Collection entries
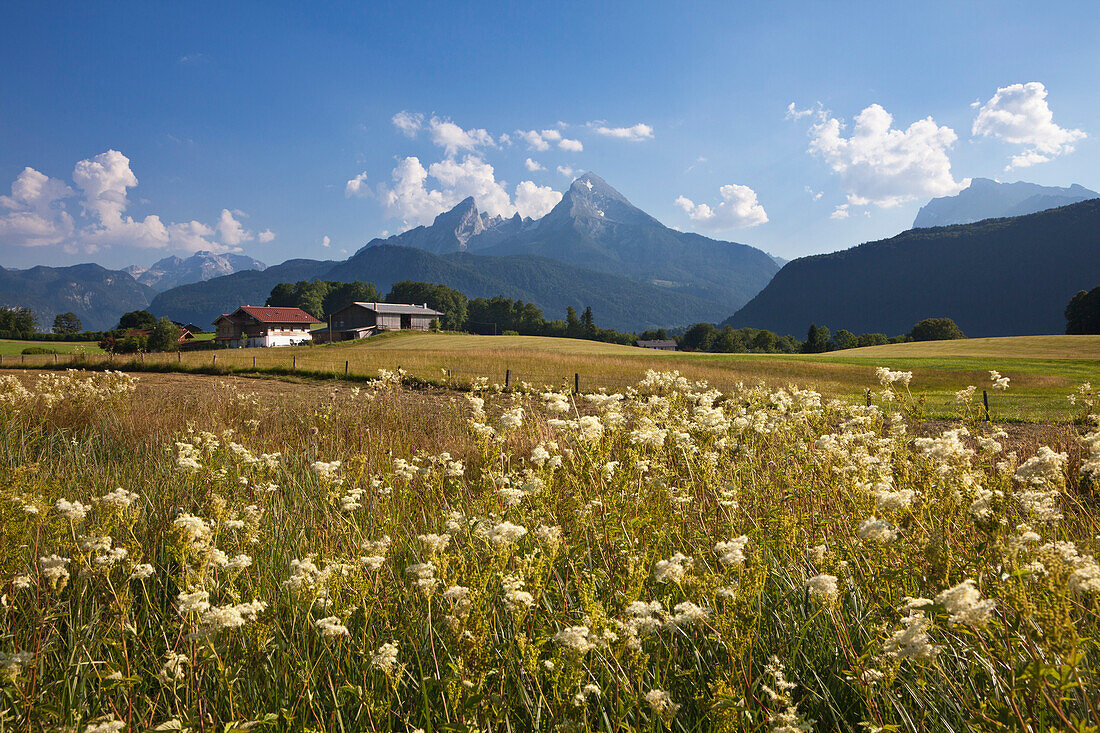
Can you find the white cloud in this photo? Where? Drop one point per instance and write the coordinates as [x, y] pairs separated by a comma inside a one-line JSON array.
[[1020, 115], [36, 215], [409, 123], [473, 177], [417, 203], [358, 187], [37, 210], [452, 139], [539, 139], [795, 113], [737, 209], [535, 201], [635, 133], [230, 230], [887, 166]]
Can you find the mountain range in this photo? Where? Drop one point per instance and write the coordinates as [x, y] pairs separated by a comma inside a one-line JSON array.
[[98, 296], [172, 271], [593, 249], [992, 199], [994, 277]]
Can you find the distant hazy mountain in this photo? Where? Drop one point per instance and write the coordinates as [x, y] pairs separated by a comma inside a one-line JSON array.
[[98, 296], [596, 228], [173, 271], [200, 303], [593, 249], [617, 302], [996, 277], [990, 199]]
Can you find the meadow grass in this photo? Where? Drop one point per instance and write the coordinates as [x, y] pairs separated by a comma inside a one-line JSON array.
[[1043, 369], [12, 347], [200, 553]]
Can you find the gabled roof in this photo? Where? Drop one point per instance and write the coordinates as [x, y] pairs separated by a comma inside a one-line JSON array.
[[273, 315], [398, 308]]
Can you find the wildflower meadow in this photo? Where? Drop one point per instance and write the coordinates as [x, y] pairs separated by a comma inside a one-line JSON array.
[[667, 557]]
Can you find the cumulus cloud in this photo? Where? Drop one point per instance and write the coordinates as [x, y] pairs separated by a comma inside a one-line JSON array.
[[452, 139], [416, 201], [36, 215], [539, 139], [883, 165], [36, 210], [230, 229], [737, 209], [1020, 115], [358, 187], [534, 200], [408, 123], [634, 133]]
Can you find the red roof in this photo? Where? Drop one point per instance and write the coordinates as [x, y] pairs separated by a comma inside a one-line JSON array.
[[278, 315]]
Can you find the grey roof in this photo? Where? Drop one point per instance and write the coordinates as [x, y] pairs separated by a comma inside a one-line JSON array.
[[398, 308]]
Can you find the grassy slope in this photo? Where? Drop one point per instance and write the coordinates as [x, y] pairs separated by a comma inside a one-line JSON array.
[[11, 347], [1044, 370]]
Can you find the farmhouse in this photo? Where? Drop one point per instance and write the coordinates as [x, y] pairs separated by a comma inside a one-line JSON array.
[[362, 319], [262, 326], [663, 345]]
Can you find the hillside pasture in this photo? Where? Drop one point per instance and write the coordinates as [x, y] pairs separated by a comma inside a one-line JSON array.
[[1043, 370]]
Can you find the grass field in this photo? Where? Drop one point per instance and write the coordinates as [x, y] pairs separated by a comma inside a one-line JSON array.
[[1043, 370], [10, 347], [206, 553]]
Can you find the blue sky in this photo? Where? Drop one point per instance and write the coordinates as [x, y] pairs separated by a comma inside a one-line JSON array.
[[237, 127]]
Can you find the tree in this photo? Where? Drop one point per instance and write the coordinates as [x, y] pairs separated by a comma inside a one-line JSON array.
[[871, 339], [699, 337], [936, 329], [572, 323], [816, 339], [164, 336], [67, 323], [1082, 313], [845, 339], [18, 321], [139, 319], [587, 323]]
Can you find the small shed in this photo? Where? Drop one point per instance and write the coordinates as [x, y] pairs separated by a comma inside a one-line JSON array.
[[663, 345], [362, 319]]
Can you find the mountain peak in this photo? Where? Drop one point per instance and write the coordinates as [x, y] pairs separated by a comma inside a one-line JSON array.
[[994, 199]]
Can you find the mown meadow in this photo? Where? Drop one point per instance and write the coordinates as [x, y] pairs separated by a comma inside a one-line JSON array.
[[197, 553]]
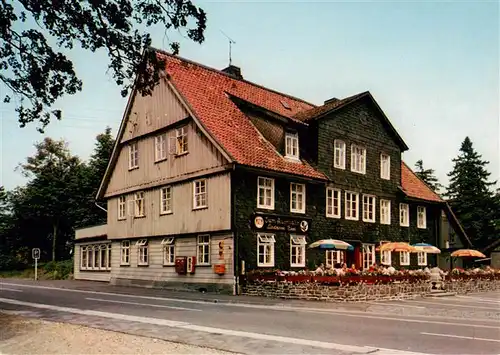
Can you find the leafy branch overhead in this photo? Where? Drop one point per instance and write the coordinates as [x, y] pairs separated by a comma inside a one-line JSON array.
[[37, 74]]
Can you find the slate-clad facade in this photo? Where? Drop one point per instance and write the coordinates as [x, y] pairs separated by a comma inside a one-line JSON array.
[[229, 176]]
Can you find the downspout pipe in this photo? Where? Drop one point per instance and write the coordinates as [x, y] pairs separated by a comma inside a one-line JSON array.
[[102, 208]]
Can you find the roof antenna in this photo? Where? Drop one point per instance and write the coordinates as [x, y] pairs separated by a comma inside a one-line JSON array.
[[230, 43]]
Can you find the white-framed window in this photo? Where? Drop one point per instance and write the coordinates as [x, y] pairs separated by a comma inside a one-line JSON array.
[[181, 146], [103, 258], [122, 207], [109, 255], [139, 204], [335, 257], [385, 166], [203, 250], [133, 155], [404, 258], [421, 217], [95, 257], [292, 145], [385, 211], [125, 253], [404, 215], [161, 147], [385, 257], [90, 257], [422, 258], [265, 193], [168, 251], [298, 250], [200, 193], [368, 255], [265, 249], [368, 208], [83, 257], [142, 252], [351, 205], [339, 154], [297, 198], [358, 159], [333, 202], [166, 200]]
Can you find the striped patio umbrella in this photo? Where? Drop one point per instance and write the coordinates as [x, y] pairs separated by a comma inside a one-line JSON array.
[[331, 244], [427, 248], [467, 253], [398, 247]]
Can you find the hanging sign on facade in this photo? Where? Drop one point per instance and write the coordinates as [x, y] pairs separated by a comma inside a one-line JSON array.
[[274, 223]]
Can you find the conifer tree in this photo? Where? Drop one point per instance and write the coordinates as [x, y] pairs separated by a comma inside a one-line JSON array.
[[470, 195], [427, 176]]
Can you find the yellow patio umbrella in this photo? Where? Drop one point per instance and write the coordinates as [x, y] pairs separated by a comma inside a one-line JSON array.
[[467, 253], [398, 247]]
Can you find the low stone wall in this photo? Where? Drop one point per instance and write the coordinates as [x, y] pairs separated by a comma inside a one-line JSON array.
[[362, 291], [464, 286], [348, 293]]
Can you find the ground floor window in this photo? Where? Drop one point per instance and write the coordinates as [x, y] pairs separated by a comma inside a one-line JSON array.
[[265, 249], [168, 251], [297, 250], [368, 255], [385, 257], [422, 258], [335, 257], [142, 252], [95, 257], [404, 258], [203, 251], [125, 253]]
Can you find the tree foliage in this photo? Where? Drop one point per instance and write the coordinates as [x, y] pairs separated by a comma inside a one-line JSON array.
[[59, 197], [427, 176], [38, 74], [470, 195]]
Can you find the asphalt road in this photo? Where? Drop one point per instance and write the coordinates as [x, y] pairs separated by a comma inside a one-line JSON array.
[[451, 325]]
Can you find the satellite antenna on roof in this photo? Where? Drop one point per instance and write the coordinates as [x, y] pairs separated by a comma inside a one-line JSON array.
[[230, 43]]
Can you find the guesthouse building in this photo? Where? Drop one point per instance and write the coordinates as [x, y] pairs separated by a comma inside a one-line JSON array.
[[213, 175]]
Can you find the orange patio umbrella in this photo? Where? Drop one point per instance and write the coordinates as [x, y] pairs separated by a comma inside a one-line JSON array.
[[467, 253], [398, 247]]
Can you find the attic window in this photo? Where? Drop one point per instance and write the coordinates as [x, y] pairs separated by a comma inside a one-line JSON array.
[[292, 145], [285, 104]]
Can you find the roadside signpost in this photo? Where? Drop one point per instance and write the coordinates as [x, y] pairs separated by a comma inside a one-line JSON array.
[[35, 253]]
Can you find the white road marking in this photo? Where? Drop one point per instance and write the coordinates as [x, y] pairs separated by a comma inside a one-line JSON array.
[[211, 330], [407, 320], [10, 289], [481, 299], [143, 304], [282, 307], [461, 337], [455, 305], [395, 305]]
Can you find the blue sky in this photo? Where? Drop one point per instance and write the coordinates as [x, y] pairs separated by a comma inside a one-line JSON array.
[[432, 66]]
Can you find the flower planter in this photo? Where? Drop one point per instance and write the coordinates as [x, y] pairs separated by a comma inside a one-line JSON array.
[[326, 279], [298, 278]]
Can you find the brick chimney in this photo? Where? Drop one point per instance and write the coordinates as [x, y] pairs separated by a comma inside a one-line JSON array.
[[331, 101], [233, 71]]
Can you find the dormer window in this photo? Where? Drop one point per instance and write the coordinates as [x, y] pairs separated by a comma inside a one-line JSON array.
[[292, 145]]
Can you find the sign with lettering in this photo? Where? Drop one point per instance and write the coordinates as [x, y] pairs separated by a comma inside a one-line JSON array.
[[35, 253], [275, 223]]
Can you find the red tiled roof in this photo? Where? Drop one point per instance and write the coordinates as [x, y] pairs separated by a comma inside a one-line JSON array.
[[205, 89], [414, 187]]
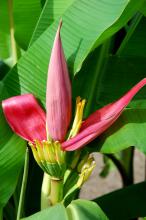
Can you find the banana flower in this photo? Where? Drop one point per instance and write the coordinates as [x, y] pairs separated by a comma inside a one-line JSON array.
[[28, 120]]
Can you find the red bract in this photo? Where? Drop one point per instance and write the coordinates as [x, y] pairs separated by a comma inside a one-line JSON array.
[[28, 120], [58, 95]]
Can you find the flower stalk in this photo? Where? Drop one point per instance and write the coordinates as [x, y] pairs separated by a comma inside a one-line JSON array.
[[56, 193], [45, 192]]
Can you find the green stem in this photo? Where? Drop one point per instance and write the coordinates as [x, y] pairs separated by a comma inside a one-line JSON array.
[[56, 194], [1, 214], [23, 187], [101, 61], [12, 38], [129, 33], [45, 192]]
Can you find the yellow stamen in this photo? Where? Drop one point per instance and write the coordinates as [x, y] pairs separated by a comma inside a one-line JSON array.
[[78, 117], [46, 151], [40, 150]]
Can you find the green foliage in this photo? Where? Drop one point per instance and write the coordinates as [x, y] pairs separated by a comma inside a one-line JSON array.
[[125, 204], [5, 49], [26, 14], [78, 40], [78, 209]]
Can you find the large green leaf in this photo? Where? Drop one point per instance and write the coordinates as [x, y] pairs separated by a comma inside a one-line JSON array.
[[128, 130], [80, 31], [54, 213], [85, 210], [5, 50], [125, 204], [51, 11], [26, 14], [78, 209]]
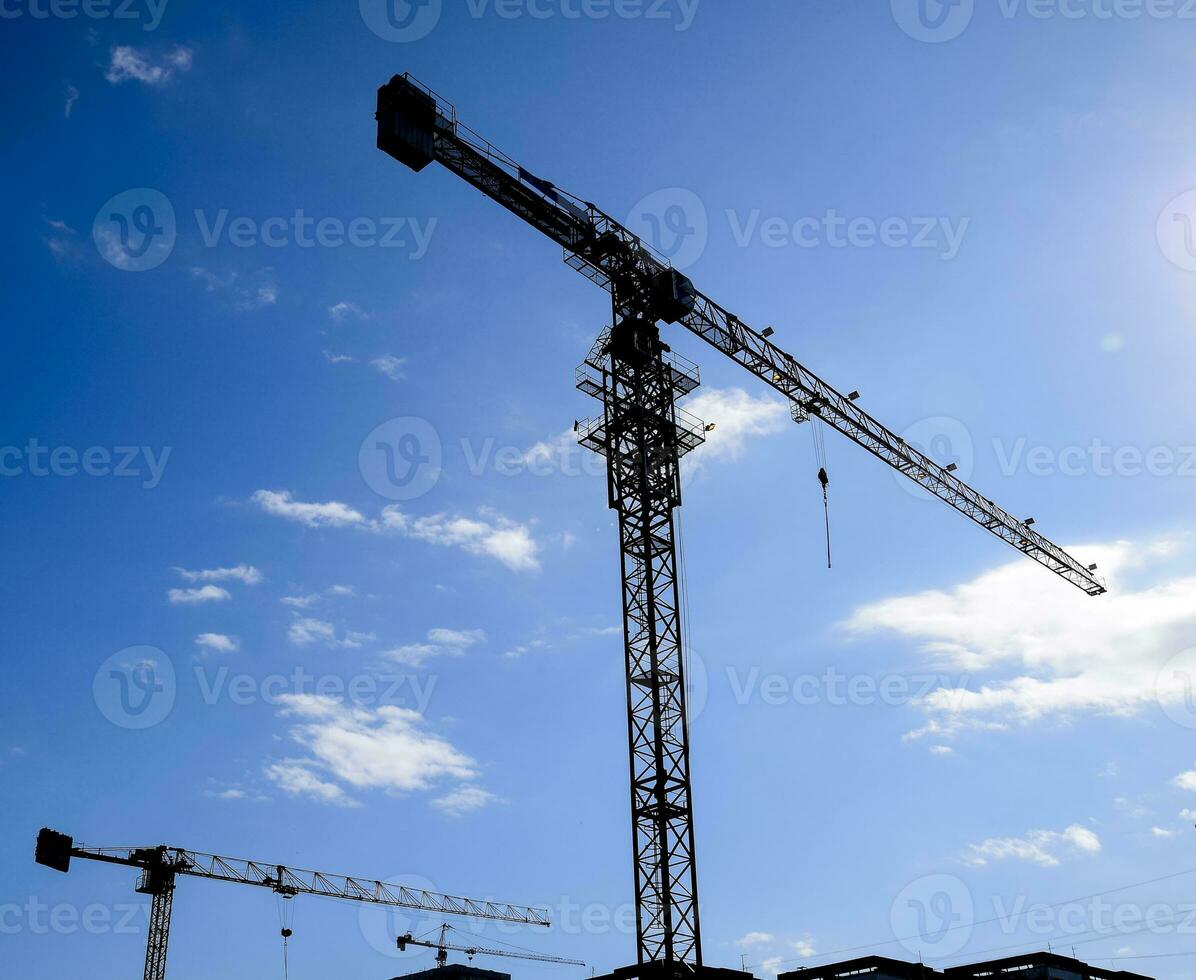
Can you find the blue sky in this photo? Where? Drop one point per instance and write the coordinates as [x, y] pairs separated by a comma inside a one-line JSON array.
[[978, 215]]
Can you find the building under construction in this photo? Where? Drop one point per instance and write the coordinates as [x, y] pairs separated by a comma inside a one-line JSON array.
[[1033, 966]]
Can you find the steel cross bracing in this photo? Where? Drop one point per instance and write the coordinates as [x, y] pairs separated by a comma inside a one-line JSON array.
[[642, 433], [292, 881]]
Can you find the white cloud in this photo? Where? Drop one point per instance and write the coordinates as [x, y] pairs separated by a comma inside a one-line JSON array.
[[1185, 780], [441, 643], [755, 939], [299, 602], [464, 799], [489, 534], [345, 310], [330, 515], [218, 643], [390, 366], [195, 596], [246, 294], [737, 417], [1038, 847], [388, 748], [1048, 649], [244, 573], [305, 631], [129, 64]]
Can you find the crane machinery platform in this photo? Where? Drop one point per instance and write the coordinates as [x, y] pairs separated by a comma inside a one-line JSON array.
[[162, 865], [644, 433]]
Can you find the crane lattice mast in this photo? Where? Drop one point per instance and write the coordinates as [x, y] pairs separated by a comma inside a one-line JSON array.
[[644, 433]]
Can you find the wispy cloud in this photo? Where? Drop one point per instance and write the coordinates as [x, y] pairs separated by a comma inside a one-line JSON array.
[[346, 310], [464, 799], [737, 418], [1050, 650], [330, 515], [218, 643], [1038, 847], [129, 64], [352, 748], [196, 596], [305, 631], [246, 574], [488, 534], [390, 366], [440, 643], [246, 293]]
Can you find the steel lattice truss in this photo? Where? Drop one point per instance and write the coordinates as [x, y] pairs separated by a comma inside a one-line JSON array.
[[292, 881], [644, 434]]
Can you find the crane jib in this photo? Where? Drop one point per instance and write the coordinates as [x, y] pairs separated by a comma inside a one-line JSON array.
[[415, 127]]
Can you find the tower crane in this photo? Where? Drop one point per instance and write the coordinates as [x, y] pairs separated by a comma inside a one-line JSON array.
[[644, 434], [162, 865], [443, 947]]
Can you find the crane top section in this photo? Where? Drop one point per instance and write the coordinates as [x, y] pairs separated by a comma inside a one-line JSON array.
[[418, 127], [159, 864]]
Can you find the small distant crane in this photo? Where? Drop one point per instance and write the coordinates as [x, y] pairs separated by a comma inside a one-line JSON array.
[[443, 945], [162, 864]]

**Task brief:**
All lines from the one that contains "Can you find the crane lattice" to the end of the records above are to be copied exactly; leave out the rest.

**Problem solution:**
Can you find the crane lattice mast in this photo? Where? Drop one point per instance and write the coordinates as [x, y] pairs separated by a comma inside a one-line JSON array.
[[644, 433]]
Can you find the wispy cloud in this photo? Where? Drop one point per instance and write the coordinates as [x, y] pairs separated by a comma inside a one-line JSON array.
[[346, 310], [464, 799], [737, 418], [1050, 650], [330, 515], [218, 643], [1038, 847], [129, 64], [352, 748], [196, 596], [305, 631], [246, 574], [488, 534], [390, 366], [440, 643], [246, 293]]
Can you find the steel lattice truss in this photo? Where? Drop one point per instance and write the coordinates as [x, y] pairs separated by a comma inside a one-line JSON array.
[[292, 881], [644, 434]]
Can you find the crane jib in this photo? Where? Drop one point per instance and write the coordinates as [x, y] pairs separated by a comma inside a one-line JSON array.
[[415, 127]]
Can you find the tower crane in this photo? Where? Drop one point per instance and write the coordinates as [x, y] pairs separated by a comma inside a one-line JSON array.
[[644, 434], [162, 865], [443, 947]]
Can you find the crane top section in this photo? Where? Drop one point per instance and write the coordinates as [x, y] pairs separated by a comma inside a one-line JSON array.
[[418, 127], [159, 864]]
Can you find the small distant crane in this photo? Where? Drop one point per instance and write the coordinates as [x, y] pairs separated by a comma inside a one-line JSON array.
[[443, 945], [162, 864]]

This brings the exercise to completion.